* To do
All of the data should be given again word for word, though the images are to be left out.
=== Data supplied ===
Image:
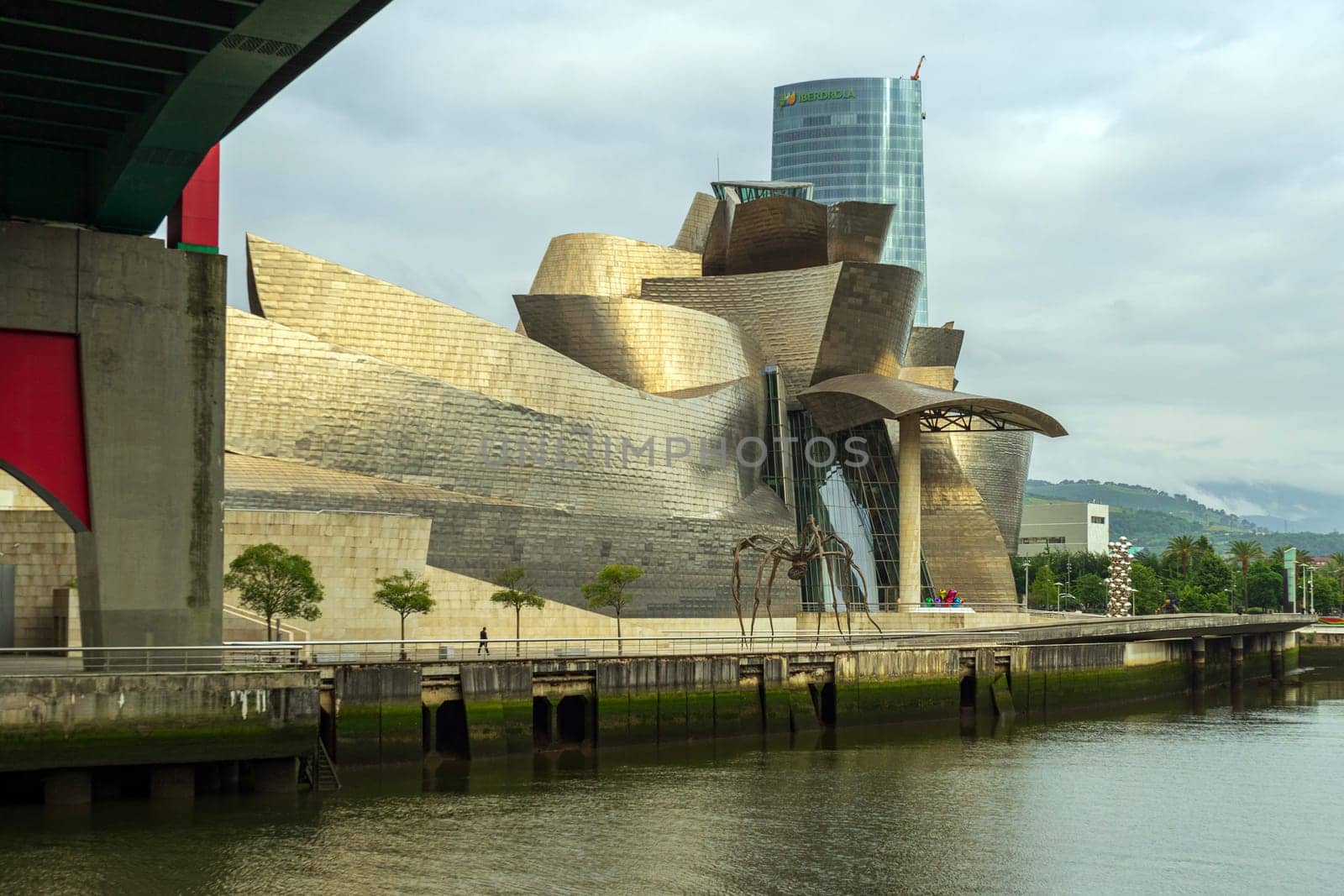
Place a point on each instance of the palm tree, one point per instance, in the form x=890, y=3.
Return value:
x=1337, y=562
x=1243, y=553
x=1182, y=548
===
* Reply
Image:
Place a point on each instance of the palm tree, one point per instance, in the form x=890, y=3.
Return value:
x=1337, y=562
x=1243, y=553
x=1182, y=548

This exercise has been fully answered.